Exercise goal
Reproduce every one of the records below word for word, and leave the pictures out of your answer.
◇ ◇ ◇ ◇
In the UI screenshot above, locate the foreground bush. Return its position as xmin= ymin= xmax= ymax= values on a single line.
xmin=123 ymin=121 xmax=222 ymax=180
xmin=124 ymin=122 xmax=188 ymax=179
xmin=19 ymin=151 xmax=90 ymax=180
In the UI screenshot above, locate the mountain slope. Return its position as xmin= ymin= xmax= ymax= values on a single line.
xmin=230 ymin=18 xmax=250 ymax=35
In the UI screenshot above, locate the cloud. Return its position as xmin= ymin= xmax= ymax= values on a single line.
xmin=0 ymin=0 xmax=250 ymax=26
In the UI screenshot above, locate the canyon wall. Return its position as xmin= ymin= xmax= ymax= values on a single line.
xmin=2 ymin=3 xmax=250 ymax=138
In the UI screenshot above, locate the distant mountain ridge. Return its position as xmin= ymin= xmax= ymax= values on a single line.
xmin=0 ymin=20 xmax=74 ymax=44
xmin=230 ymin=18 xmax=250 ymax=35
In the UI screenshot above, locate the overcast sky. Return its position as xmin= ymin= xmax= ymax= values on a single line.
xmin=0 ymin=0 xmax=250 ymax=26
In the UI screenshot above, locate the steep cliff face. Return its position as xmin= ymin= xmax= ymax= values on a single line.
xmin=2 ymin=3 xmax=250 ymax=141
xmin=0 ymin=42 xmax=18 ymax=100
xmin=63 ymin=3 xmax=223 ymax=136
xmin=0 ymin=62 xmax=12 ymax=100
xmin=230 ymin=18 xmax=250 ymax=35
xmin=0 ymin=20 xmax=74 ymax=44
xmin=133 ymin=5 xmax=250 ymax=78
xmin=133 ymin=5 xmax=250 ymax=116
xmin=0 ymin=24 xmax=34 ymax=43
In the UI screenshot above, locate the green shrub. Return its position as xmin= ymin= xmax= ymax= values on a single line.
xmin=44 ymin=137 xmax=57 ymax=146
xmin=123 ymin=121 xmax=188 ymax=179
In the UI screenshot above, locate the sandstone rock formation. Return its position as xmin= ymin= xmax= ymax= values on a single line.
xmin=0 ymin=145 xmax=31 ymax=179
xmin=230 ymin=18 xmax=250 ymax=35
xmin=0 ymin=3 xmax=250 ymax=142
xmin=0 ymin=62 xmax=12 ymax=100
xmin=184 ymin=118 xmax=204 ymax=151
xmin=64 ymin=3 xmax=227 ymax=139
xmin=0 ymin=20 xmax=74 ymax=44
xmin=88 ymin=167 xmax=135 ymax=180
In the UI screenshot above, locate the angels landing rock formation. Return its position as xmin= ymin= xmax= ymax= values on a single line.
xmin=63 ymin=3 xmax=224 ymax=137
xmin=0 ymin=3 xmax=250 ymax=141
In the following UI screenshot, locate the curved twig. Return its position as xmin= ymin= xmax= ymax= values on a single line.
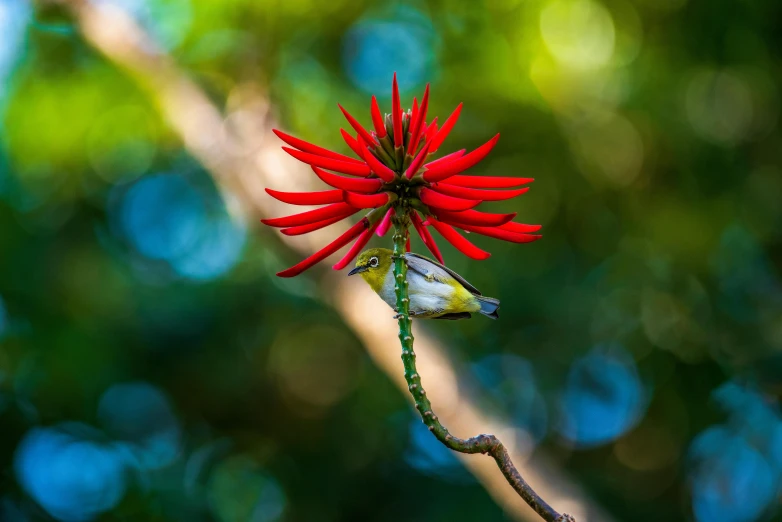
xmin=393 ymin=212 xmax=575 ymax=522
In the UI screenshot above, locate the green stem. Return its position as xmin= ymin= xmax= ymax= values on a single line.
xmin=393 ymin=214 xmax=575 ymax=522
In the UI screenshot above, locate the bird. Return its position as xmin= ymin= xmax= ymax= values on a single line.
xmin=348 ymin=248 xmax=500 ymax=320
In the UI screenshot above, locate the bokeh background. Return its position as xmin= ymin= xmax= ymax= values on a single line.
xmin=0 ymin=0 xmax=782 ymax=522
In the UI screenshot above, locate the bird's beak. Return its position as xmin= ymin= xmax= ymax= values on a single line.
xmin=348 ymin=266 xmax=369 ymax=275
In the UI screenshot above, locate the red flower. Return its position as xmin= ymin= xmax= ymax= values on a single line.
xmin=261 ymin=74 xmax=540 ymax=277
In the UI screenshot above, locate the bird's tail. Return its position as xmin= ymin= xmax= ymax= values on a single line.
xmin=475 ymin=295 xmax=500 ymax=319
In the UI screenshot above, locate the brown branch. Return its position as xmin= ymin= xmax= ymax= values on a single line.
xmin=61 ymin=0 xmax=612 ymax=522
xmin=394 ymin=216 xmax=575 ymax=522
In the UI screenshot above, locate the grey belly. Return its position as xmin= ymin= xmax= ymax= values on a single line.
xmin=380 ymin=271 xmax=454 ymax=316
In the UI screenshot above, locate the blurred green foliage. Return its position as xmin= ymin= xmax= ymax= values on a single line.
xmin=0 ymin=0 xmax=782 ymax=522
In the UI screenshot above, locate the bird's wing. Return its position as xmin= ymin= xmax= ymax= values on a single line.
xmin=405 ymin=252 xmax=483 ymax=295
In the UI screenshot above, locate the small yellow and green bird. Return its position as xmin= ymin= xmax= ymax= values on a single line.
xmin=348 ymin=248 xmax=500 ymax=320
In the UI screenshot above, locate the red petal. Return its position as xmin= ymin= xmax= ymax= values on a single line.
xmin=407 ymin=83 xmax=429 ymax=156
xmin=410 ymin=212 xmax=445 ymax=264
xmin=432 ymin=183 xmax=529 ymax=199
xmin=432 ymin=103 xmax=462 ymax=152
xmin=339 ymin=129 xmax=364 ymax=158
xmin=261 ymin=203 xmax=355 ymax=228
xmin=280 ymin=208 xmax=360 ymax=236
xmin=312 ymin=167 xmax=383 ymax=194
xmin=277 ymin=218 xmax=369 ymax=277
xmin=424 ymin=147 xmax=467 ymax=169
xmin=266 ymin=189 xmax=342 ymax=205
xmin=429 ymin=218 xmax=491 ymax=259
xmin=359 ymin=137 xmax=396 ymax=183
xmin=420 ymin=187 xmax=481 ymax=212
xmin=406 ymin=139 xmax=430 ymax=179
xmin=499 ymin=221 xmax=540 ymax=234
xmin=272 ymin=129 xmax=361 ymax=163
xmin=337 ymin=103 xmax=375 ymax=143
xmin=332 ymin=218 xmax=378 ymax=270
xmin=343 ymin=191 xmax=388 ymax=208
xmin=370 ymin=96 xmax=386 ymax=138
xmin=458 ymin=221 xmax=543 ymax=243
xmin=426 ymin=116 xmax=437 ymax=141
xmin=377 ymin=207 xmax=394 ymax=237
xmin=440 ymin=175 xmax=535 ymax=188
xmin=391 ymin=73 xmax=404 ymax=147
xmin=433 ymin=209 xmax=516 ymax=227
xmin=282 ymin=147 xmax=370 ymax=177
xmin=424 ymin=134 xmax=500 ymax=182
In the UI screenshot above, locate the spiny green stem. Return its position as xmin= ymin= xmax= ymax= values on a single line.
◇ ◇ ◇ ◇
Answer to the exercise
In the UI screenshot above, locate the foreground bush. Return its position as xmin= ymin= xmax= ymax= values on a single line.
xmin=123 ymin=121 xmax=222 ymax=180
xmin=124 ymin=122 xmax=188 ymax=179
xmin=19 ymin=151 xmax=90 ymax=180
In the UI screenshot above, locate the mountain slope. Return its position as xmin= ymin= xmax= ymax= values on a single line.
xmin=230 ymin=18 xmax=250 ymax=35
In the UI screenshot above, locate the cloud. Return its position as xmin= ymin= xmax= ymax= values on a single line.
xmin=0 ymin=0 xmax=250 ymax=26
In the UI screenshot above, locate the canyon wall. Return its position as xmin= ymin= xmax= ymax= values on a single line.
xmin=2 ymin=3 xmax=250 ymax=138
In the UI screenshot above, locate the distant mountain ridge. Return its position as xmin= ymin= xmax= ymax= values on a single line.
xmin=0 ymin=20 xmax=74 ymax=44
xmin=230 ymin=18 xmax=250 ymax=35
In the UI screenshot above, locate the overcast sky. Return its position as xmin= ymin= xmax= ymax= values on a single line.
xmin=0 ymin=0 xmax=250 ymax=26
In the UI screenshot above, locate the steep cliff face. Return its position as xmin= ymin= xmax= ymax= values on a single line.
xmin=2 ymin=3 xmax=250 ymax=141
xmin=0 ymin=42 xmax=18 ymax=100
xmin=63 ymin=3 xmax=223 ymax=136
xmin=0 ymin=62 xmax=12 ymax=100
xmin=230 ymin=18 xmax=250 ymax=35
xmin=0 ymin=20 xmax=74 ymax=44
xmin=133 ymin=5 xmax=250 ymax=78
xmin=133 ymin=5 xmax=250 ymax=116
xmin=0 ymin=24 xmax=34 ymax=43
In the UI screenshot above, locate the green shrub. Return its position as xmin= ymin= xmax= ymax= values on a single line.
xmin=44 ymin=137 xmax=57 ymax=146
xmin=123 ymin=121 xmax=188 ymax=179
In the UI screenshot above, locate the sandstone rock formation. Return its position as xmin= ymin= xmax= ymax= values on a single line.
xmin=0 ymin=145 xmax=31 ymax=179
xmin=230 ymin=18 xmax=250 ymax=35
xmin=0 ymin=3 xmax=250 ymax=142
xmin=0 ymin=62 xmax=12 ymax=100
xmin=184 ymin=118 xmax=204 ymax=151
xmin=64 ymin=3 xmax=227 ymax=139
xmin=0 ymin=20 xmax=74 ymax=44
xmin=88 ymin=167 xmax=135 ymax=180
In the UI screenshot above, locate the angels landing rock formation. Return its position as xmin= ymin= xmax= ymax= values on a single line.
xmin=63 ymin=3 xmax=224 ymax=137
xmin=0 ymin=3 xmax=250 ymax=141
In the following UI screenshot, locate the curved twig. Return its position as xmin= ymin= xmax= ymax= values on a single line.
xmin=393 ymin=212 xmax=575 ymax=522
In the UI screenshot above, locate the green stem. Return its position as xmin= ymin= xmax= ymax= values on a single line.
xmin=393 ymin=214 xmax=575 ymax=522
In the UI screenshot above, locate the bird. Return its position as xmin= ymin= xmax= ymax= values on a single line.
xmin=348 ymin=248 xmax=500 ymax=320
In the UI screenshot above, locate the bokeh background. Return its position as xmin= ymin= xmax= ymax= values on a single line.
xmin=0 ymin=0 xmax=782 ymax=522
In the UI screenshot above, locate the bird's beak. Return its position as xmin= ymin= xmax= ymax= values on a single line.
xmin=348 ymin=266 xmax=369 ymax=275
In the UI screenshot above, locate the red flower. Return its position as xmin= ymin= xmax= ymax= values on a single line.
xmin=261 ymin=74 xmax=540 ymax=277
In the UI screenshot above, locate the bird's tail. Return its position as xmin= ymin= xmax= ymax= values on a single line.
xmin=475 ymin=295 xmax=500 ymax=319
In the UI screenshot above, locate the brown branch. Return its position as xmin= ymin= xmax= ymax= values on a single line.
xmin=61 ymin=0 xmax=612 ymax=522
xmin=394 ymin=216 xmax=575 ymax=522
In the UI screenshot above, locate the grey belly. Return its position as xmin= ymin= xmax= ymax= values on a single line.
xmin=380 ymin=271 xmax=454 ymax=316
In the UI screenshot above, locate the blurred green foliage. Return its position as xmin= ymin= xmax= ymax= values on a single line.
xmin=0 ymin=0 xmax=782 ymax=522
In the UI screenshot above, locate the bird's wing. Return its position as xmin= ymin= xmax= ymax= values on a single line.
xmin=405 ymin=252 xmax=483 ymax=295
In the UI screenshot above, locate the small yellow and green bird. Return its position as xmin= ymin= xmax= ymax= values on a single line.
xmin=348 ymin=248 xmax=500 ymax=320
In the UI screenshot above, locate the red petal. Return its position as xmin= ymin= xmax= ymax= values on a single line.
xmin=407 ymin=83 xmax=429 ymax=156
xmin=410 ymin=212 xmax=445 ymax=264
xmin=432 ymin=183 xmax=529 ymax=199
xmin=432 ymin=103 xmax=462 ymax=152
xmin=339 ymin=129 xmax=364 ymax=158
xmin=261 ymin=203 xmax=355 ymax=228
xmin=280 ymin=208 xmax=360 ymax=236
xmin=312 ymin=167 xmax=383 ymax=194
xmin=277 ymin=218 xmax=369 ymax=277
xmin=424 ymin=147 xmax=467 ymax=169
xmin=266 ymin=189 xmax=342 ymax=205
xmin=429 ymin=218 xmax=491 ymax=259
xmin=359 ymin=137 xmax=396 ymax=183
xmin=420 ymin=187 xmax=481 ymax=212
xmin=406 ymin=139 xmax=430 ymax=179
xmin=499 ymin=221 xmax=540 ymax=234
xmin=272 ymin=129 xmax=361 ymax=163
xmin=337 ymin=103 xmax=375 ymax=143
xmin=332 ymin=218 xmax=378 ymax=270
xmin=343 ymin=191 xmax=388 ymax=208
xmin=370 ymin=96 xmax=386 ymax=138
xmin=458 ymin=221 xmax=543 ymax=243
xmin=426 ymin=116 xmax=437 ymax=141
xmin=377 ymin=207 xmax=394 ymax=237
xmin=440 ymin=175 xmax=535 ymax=188
xmin=391 ymin=73 xmax=404 ymax=147
xmin=433 ymin=209 xmax=516 ymax=227
xmin=282 ymin=147 xmax=370 ymax=177
xmin=424 ymin=134 xmax=500 ymax=182
In the UI screenshot above, locate the spiny green stem. Return its position as xmin= ymin= xmax= ymax= values on a single line.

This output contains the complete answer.